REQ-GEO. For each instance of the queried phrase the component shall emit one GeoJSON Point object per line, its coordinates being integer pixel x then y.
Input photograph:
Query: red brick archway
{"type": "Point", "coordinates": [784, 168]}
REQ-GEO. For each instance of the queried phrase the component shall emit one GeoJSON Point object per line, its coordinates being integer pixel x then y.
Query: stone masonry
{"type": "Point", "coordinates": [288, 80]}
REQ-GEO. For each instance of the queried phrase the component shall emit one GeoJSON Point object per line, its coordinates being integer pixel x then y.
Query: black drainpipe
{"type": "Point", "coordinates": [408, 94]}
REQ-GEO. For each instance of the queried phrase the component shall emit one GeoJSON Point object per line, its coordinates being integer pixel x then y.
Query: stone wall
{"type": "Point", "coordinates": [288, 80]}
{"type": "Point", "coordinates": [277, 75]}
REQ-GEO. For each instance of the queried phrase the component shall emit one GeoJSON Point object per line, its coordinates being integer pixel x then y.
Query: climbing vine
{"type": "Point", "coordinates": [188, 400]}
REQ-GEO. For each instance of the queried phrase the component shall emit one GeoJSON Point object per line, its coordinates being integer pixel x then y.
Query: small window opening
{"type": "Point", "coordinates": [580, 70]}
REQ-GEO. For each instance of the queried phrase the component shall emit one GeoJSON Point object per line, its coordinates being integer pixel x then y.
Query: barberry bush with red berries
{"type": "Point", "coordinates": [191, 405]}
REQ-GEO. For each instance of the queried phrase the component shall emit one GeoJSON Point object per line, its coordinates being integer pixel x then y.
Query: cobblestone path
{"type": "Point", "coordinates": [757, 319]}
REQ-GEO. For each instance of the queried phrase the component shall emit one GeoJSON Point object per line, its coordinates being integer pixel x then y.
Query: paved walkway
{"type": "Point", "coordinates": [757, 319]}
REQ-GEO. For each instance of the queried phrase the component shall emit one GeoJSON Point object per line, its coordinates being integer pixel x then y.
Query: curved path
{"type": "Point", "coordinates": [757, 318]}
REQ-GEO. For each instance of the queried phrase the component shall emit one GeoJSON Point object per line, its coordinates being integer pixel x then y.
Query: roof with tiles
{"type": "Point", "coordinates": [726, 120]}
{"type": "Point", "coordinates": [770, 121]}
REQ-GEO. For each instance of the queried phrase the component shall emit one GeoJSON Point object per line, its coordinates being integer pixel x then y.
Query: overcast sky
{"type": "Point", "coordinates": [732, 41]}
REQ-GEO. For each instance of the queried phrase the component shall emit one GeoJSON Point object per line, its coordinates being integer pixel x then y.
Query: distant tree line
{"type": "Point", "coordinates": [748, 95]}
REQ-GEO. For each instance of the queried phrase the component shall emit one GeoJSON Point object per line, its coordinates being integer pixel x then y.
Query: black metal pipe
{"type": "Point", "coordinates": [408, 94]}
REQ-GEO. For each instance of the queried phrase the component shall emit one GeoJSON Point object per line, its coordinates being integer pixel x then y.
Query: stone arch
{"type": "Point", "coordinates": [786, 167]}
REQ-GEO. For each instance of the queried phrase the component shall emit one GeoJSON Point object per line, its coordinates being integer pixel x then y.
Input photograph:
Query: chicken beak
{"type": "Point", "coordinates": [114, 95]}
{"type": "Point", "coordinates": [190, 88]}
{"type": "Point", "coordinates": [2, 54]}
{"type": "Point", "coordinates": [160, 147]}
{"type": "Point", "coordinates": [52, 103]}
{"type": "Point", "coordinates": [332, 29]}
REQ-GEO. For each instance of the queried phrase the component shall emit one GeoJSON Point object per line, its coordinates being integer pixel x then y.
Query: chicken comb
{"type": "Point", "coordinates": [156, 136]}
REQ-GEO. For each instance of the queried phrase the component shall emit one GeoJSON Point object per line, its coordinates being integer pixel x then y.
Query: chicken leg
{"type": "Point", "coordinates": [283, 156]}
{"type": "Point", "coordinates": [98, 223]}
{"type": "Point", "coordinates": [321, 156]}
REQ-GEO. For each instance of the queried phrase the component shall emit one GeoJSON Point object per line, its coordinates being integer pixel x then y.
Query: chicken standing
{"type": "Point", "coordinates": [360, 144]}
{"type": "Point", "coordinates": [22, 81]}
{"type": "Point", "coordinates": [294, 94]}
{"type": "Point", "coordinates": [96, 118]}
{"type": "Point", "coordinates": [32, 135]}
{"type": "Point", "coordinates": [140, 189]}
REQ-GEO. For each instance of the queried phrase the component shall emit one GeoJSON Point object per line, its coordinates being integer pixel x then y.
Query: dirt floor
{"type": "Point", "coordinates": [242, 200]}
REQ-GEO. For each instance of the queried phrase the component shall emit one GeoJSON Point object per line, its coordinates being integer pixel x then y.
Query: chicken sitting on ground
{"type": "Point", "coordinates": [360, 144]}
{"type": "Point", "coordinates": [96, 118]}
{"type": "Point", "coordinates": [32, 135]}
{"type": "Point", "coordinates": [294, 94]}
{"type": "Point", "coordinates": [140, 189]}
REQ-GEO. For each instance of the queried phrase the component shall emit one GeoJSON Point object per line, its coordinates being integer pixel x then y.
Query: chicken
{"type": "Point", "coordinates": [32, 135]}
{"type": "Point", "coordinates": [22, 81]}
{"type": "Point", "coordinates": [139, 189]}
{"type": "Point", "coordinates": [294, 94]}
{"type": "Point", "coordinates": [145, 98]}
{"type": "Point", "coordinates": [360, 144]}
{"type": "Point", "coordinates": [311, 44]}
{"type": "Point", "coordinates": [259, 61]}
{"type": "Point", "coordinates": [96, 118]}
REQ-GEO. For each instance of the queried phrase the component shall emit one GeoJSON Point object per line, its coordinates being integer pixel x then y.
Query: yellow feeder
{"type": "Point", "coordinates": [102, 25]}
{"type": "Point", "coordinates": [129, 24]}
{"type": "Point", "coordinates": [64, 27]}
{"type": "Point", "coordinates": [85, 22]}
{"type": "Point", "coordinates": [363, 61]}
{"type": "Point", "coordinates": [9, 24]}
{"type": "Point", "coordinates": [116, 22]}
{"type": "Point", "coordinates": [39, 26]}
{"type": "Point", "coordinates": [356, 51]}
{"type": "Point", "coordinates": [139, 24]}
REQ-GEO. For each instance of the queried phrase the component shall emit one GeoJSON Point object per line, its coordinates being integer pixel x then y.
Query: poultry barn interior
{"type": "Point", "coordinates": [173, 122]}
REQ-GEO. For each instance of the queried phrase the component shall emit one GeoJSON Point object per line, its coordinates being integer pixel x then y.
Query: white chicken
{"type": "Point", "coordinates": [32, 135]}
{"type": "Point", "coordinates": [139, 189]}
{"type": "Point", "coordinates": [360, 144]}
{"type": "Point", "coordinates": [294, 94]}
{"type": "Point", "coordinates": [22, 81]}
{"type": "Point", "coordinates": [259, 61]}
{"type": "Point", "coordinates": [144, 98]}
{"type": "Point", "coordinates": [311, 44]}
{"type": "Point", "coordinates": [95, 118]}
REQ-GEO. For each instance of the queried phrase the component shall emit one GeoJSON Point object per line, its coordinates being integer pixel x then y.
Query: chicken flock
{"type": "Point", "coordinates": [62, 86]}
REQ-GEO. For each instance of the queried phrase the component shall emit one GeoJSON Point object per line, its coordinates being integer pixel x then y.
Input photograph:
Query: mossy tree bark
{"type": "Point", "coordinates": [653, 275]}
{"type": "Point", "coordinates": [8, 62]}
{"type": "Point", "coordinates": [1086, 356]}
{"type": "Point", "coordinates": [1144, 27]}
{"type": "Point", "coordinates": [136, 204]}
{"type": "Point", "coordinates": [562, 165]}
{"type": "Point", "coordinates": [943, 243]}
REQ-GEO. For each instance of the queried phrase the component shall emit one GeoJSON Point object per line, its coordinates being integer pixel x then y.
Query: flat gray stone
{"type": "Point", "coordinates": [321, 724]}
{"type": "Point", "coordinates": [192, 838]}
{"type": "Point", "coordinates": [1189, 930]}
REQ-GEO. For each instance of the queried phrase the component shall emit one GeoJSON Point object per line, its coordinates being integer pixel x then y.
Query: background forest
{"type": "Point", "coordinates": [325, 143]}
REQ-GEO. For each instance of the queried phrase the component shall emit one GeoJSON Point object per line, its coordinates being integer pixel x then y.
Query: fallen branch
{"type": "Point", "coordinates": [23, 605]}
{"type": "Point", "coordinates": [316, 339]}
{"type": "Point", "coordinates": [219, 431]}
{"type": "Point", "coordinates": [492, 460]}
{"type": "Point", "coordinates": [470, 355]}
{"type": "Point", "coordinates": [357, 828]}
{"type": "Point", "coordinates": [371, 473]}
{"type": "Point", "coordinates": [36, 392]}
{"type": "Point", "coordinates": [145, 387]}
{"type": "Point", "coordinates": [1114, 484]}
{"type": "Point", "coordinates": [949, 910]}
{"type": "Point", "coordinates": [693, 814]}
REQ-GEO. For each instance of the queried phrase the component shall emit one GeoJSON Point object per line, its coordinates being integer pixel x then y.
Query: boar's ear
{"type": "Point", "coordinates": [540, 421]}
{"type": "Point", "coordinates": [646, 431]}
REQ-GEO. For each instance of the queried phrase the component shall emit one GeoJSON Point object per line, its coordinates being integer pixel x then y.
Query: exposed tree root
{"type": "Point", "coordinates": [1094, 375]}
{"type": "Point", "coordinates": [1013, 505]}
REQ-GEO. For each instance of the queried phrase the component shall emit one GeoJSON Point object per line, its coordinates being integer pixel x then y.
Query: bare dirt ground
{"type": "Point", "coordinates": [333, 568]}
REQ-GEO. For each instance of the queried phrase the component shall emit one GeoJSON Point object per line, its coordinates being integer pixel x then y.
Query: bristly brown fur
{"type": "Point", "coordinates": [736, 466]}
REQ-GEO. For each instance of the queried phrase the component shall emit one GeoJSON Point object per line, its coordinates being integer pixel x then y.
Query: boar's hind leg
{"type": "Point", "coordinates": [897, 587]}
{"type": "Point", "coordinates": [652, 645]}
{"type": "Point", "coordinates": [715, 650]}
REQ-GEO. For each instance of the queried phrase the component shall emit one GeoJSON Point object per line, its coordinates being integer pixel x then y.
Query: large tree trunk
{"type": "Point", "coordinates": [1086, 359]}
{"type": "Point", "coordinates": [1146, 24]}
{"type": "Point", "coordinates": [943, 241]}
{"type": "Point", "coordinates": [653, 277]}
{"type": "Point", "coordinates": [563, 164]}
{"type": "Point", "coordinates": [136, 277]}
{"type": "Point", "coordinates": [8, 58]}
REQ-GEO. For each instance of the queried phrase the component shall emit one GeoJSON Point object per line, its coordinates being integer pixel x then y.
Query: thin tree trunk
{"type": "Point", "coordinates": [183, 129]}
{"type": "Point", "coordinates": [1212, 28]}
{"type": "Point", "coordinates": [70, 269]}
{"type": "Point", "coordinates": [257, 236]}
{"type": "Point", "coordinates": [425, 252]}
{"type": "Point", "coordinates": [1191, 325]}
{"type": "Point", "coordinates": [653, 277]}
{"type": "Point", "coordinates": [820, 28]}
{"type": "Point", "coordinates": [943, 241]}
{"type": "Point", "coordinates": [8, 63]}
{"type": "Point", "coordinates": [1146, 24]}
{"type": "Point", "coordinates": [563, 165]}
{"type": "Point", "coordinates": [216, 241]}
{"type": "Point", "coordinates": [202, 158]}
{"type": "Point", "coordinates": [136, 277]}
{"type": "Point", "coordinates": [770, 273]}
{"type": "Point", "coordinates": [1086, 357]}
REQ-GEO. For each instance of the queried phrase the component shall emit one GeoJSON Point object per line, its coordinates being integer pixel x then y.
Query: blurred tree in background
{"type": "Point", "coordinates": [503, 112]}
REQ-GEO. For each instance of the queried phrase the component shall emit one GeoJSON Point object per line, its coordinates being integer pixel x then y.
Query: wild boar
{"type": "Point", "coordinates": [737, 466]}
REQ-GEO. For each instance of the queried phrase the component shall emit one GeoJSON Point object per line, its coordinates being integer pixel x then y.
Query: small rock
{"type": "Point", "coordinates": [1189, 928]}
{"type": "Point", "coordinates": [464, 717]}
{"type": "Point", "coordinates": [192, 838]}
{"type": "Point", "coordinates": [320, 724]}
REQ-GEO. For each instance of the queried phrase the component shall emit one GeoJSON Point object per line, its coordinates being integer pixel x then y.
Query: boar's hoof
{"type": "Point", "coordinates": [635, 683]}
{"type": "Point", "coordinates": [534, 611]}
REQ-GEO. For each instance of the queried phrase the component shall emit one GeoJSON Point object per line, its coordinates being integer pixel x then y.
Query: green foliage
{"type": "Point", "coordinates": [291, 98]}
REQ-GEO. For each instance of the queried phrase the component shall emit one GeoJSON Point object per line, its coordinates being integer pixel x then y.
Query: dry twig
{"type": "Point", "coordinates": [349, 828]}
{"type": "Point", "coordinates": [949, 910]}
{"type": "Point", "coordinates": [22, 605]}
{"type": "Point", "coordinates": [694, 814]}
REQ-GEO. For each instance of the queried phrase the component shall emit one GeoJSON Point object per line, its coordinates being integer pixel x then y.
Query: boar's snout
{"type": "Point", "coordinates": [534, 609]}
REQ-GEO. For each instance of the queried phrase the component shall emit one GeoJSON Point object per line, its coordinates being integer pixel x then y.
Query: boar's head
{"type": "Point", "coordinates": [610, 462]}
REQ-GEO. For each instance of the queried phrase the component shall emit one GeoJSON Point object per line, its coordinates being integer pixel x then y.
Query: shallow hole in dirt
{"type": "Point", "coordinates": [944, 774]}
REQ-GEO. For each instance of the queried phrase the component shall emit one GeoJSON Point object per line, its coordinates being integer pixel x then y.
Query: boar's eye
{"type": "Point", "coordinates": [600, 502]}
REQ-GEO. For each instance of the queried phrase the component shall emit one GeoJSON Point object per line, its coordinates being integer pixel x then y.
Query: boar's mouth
================================
◆ **Exercise requirements**
Count the lines in the items above that contain the string "dirt", treating uppercase and lowercase as different. Reply with the number only.

◆ **Finished answer**
3